# Brief
Copy out every line of the items below, requests included, and shift each point coordinate in the answers by adding 33 to it. Leave the pictures out of your reply.

---

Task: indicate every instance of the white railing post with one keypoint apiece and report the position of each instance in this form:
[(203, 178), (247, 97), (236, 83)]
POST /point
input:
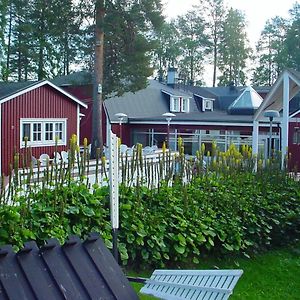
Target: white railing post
[(255, 133), (285, 119), (114, 189)]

---

# Response
Task: indicate every instance of the white railing post with one keypoint apiece and report the position of each instance in this form:
[(203, 178), (247, 97), (236, 83)]
POST /point
input:
Target: white railing post
[(288, 166), (318, 152), (147, 222)]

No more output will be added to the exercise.